Required task -
Read the data and repeat all of it exactly.

/---

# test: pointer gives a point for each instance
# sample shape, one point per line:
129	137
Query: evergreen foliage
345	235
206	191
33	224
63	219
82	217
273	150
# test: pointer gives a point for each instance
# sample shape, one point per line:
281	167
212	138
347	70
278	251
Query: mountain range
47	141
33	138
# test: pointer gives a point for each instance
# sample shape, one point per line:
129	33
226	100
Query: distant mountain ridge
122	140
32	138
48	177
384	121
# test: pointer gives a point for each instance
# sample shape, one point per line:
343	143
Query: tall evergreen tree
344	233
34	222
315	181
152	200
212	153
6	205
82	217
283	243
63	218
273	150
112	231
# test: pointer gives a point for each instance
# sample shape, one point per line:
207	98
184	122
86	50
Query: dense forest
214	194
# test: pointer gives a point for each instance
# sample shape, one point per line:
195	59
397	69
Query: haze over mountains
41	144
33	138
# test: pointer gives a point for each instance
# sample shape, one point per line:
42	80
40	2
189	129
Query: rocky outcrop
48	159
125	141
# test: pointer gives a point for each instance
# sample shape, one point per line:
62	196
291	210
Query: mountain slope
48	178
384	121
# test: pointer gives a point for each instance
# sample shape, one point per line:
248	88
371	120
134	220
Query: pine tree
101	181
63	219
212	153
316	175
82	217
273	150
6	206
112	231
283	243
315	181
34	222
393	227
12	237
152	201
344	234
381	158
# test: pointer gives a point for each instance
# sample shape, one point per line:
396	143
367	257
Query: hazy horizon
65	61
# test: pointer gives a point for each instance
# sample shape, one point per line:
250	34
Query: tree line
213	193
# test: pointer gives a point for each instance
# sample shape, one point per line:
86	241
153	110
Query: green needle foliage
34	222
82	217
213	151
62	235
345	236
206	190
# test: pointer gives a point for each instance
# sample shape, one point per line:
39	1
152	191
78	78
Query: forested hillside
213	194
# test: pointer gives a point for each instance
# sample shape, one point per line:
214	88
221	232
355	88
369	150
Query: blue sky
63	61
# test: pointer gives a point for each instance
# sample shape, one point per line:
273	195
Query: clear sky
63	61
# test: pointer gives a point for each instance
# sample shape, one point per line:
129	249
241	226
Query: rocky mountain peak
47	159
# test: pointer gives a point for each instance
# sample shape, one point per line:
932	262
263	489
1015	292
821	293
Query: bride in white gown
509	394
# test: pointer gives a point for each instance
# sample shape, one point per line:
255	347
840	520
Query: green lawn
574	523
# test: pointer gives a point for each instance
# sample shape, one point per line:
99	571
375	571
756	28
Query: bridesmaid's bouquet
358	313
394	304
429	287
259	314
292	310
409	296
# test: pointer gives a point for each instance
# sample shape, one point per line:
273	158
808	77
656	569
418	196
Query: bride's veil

\---

Result of this task -
# test: pointer gives a point for each instance
# sample shape, one point per line:
129	137
Query: evergreen foliage
345	235
206	191
33	224
63	219
82	217
273	150
# test: pointer gives a point for each instance
# sample shape, one point per line:
281	167
212	138
347	70
278	251
Query: mountain range
47	141
33	138
# test: pointer gives a point for each instance
# sample shape, one point per line:
129	33
226	100
Query: distant mountain ridge
122	140
32	138
48	177
384	121
# test: pointer gives a point for each instance
# sample shape, one point per line:
343	143
Query: tall evergreen tree
344	233
34	222
315	181
152	200
212	153
6	205
82	217
283	243
63	218
273	150
112	231
# test: pointer gives a point for each instance
# sample shape, one point per line:
207	98
184	122
86	50
Query: dense forest
214	194
# test: pointer gives a point for each instance
# sample shape, one point per line:
195	59
397	69
Query: haze over mountains
41	144
33	138
# test: pointer gives a point for each instance
# sample shape, one point per line:
42	80
40	2
189	129
Query: rocky outcrop
48	159
125	141
# test: pointer gives a point for each instance
# sample shape, one point per line:
62	196
291	210
Query: mountain slope
48	178
384	121
# test: pointer gives a point for each instance
# sample shape, one point per line:
248	88
371	120
134	220
Query: pine tree
101	181
63	219
212	153
316	175
82	217
273	150
6	206
112	231
283	243
315	181
34	222
393	227
12	237
152	201
344	234
381	158
# test: pointer gives a point for each instance
# sample shape, one point per line:
396	143
367	257
Query: hazy horizon
65	61
# test: pointer gives a point for each instance
# sample shape, one point per line:
250	34
Query: tree line
213	193
# test: pointer gives a point for each instance
# sample shape, one point per line:
86	241
153	110
Query: green needle foliage
34	222
82	217
213	151
62	235
345	236
206	190
# test: pointer gives a point for each instance
# sample shape, one point per line:
39	1
152	191
78	78
Query: forested hillside
213	194
# test: pointer gives a point for each instance
# sample shape, one point per line:
214	88
221	232
355	88
369	150
Query: blue sky
63	61
# test: pointer gives a point for each instance
# sample shape, one point per line:
273	195
Query: clear sky
63	61
# test: pointer gives a point for each instance
# sample shape, one point per line:
129	249
241	226
Query: rocky mountain peak
47	159
# test: pointer gives a point for each instance
# sample shape, one point per line:
932	262
263	489
1015	292
821	293
Query: bride in white gown
509	394
# test: pointer gives a point for each instance
# sample shape, one point per line:
255	347
840	520
Query: green lawn
574	523
# test: pointer gives a point for each instance
# sample shape, one point per line:
99	571
375	571
756	28
Query: bridesmaid's bouquet
358	313
394	304
429	287
259	314
292	310
409	296
# test: pointer gives a point for each instance
# sample shape, one point per line:
273	158
808	77
656	569
418	196
Query: bride's veil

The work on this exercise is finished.